## WRITTEN TASK
Copy the items below verbatim, from the first line through the line containing "190 16 L 189", including that line.

Items from a dataset:
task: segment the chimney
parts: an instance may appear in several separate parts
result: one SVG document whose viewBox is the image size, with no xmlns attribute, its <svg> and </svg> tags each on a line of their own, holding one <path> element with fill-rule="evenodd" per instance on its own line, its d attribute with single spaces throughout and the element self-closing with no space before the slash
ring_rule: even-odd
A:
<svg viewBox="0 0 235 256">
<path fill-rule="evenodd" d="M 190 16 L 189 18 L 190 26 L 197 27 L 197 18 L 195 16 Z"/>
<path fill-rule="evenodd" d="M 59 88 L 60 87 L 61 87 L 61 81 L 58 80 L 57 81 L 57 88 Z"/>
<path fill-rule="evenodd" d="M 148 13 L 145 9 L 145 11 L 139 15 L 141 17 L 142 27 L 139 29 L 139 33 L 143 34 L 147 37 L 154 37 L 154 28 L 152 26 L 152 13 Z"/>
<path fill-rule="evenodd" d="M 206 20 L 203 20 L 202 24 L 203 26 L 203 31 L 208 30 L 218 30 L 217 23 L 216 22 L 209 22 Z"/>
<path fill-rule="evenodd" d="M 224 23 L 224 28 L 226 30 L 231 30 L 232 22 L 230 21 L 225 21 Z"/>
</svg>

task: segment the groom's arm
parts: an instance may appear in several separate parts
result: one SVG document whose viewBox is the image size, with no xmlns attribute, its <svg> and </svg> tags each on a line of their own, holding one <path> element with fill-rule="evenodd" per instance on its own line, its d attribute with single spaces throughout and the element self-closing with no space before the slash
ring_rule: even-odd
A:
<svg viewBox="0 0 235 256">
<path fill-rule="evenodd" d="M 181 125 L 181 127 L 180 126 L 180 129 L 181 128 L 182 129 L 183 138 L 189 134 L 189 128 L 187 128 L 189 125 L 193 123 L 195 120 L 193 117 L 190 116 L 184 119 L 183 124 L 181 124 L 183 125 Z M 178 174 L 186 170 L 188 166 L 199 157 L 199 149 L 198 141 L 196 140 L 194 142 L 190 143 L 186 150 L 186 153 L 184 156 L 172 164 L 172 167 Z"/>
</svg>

## EXERCISE RESPONSE
task: segment the chimney
parts: an instance may appear in several separate parts
result: one SVG document whose viewBox is the image size, with no xmlns attribute, its <svg> and </svg> tags each on a line of their own, holding one <path> element with fill-rule="evenodd" per instance on its own line, its d attribute with single spaces throughout and the element self-closing with no space before the slash
ring_rule: even-odd
A:
<svg viewBox="0 0 235 256">
<path fill-rule="evenodd" d="M 190 16 L 189 18 L 190 26 L 197 27 L 197 18 L 195 16 Z"/>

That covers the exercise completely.